▶ **The task**: Write out the full listing exactly.

▶ **Supplied entries**:
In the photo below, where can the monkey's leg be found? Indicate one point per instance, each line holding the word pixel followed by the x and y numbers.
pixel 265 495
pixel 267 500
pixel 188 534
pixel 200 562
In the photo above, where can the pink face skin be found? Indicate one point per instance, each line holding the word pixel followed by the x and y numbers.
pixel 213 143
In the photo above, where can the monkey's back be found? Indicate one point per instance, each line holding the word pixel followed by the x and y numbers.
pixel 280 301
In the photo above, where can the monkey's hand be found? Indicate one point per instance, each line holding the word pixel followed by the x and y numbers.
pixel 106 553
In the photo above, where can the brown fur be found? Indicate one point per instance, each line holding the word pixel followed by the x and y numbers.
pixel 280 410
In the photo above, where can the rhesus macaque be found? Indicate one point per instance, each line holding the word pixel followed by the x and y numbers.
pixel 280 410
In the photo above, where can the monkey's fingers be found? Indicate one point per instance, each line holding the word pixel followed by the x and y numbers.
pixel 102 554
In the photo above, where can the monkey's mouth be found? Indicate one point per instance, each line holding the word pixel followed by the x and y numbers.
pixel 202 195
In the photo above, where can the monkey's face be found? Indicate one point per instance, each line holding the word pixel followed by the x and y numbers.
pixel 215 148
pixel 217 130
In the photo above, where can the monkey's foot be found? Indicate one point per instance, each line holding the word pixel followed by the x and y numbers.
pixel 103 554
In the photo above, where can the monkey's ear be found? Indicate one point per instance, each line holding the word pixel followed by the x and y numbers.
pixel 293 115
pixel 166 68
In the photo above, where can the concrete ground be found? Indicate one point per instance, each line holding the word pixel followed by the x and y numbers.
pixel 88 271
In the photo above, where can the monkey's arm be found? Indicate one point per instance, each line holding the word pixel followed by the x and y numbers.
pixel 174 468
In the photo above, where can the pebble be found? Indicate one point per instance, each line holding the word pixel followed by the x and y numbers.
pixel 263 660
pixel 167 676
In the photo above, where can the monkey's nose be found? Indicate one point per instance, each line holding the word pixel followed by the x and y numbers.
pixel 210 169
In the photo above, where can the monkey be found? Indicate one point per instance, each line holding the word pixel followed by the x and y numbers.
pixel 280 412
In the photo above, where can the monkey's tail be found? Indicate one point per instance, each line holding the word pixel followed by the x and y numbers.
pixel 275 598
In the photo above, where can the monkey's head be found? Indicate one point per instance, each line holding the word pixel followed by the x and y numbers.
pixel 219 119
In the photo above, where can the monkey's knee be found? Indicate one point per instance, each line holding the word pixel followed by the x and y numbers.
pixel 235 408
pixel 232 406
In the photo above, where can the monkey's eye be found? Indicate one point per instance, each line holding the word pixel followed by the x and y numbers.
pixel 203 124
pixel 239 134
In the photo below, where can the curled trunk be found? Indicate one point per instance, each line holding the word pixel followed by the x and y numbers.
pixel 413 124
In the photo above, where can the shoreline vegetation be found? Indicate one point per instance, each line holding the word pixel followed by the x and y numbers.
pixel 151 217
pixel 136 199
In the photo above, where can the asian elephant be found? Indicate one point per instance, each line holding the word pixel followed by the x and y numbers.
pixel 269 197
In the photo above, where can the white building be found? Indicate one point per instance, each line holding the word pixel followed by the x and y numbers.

▶ **Response to the exercise**:
In the photo below, where can the monkey's leg be found? Indicate one point per instance, each line holding the word pixel followed by the x and y numbers.
pixel 265 495
pixel 267 500
pixel 188 534
pixel 200 562
In the photo above, where can the pink face skin be found? Indicate one point per instance, each line holding the word pixel followed by the x and y numbers.
pixel 213 143
In the photo above, where can the monkey's back be found? Indicate one point per instance, each line holding the word pixel followed by the x and y numbers.
pixel 280 301
In the photo above, where can the monkey's hand be found? Indicate one point per instance, each line holding the word pixel followed by the x and y numbers.
pixel 106 553
In the photo above, where can the brown fur be found? Indicate one point per instance, each line holding the word pixel followed by the x and y numbers.
pixel 280 410
In the photo above, where can the rhesus macaque be found? Indicate one point per instance, each line holding the word pixel followed by the x and y numbers.
pixel 280 410
In the photo above, where can the monkey's fingers be found? Indicate one point per instance, each line holding the word pixel followed by the x and y numbers.
pixel 102 554
In the photo above, where can the monkey's mouth be found? Indicate one point per instance, each line holding the word pixel followed by the x and y numbers.
pixel 202 195
In the photo above, where can the monkey's face be found? Indicate one point per instance, each line holding the word pixel followed by the x and y numbers.
pixel 215 148
pixel 217 130
In the photo above, where can the monkey's foot be found? Indicate one point per instance, each line holding the word pixel followed by the x and y numbers.
pixel 103 554
In the photo above, where can the monkey's ear be found? Indicate one point per instance, each line holding the word pixel followed by the x and y numbers.
pixel 293 115
pixel 166 68
In the photo above, where can the concrete ground be found? Indicate one point per instance, each line holding the word pixel followed by the x and y numbers.
pixel 88 271
In the photo above, where can the monkey's arm be found? Indicate one point per instance, each line holding the word pixel followed by the x and y numbers.
pixel 174 468
In the photo above, where can the pebble be found? Indicate one point per instance, each line holding the word pixel followed by the x and y numbers.
pixel 263 660
pixel 167 676
In the photo above, where can the monkey's nose be found? Indicate one point per instance, each line holding the word pixel followed by the x and y numbers.
pixel 210 169
In the photo above, where can the monkey be found? Indicate one point per instance, each line holding the word pixel followed by the x and y numbers.
pixel 280 412
In the photo above, where can the monkey's tail be found? Indicate one point per instance, each line holding the word pixel followed by the x and y numbers.
pixel 275 598
In the photo above, where can the monkey's head be found? Indicate one point per instance, each line holding the word pixel followed by the x and y numbers.
pixel 219 119
In the photo above, where can the monkey's knee be found? Indicate one point per instance, each line holding the word pixel followed by the x and y numbers.
pixel 235 408
pixel 232 406
In the photo above, where can the monkey's eye be found? Indicate one point per instance, each line holding the word pixel followed by the x and y numbers.
pixel 203 124
pixel 239 134
In the photo below, where can the curled trunk be found? Indicate one point per instance, each line holding the word pixel followed by the x and y numbers.
pixel 413 124
In the photo above, where can the shoreline vegetation be found? Indicate one point per instance, each line holding the word pixel followed by the x and y numbers.
pixel 151 217
pixel 136 199
In the photo above, where can the asian elephant be found? Indicate one point per instance, each line holding the word pixel followed by the x and y numbers.
pixel 269 197
In the photo above, where can the white building be found? Indicate one point per instance, each line holding the word pixel followed by the x and y numbers.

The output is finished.